Task details:
Swap every "blue cap" in the listing below for "gray hat" and reproduce the listing with nothing else changed. Omit the pictures from your answer.

Raw records:

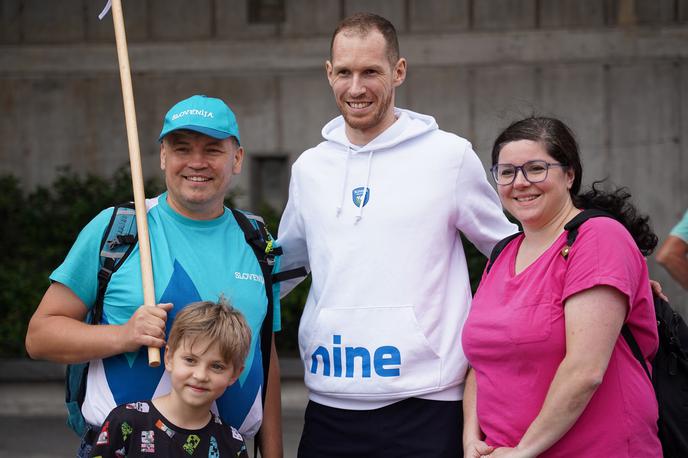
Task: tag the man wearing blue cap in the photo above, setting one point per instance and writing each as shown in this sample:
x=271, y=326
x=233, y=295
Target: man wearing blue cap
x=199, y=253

Reply:
Task: tag the man wearing gray hat in the photo above, setting one point per instance and writing each as shown in this sample:
x=271, y=326
x=233, y=295
Target: man wearing gray hat
x=199, y=253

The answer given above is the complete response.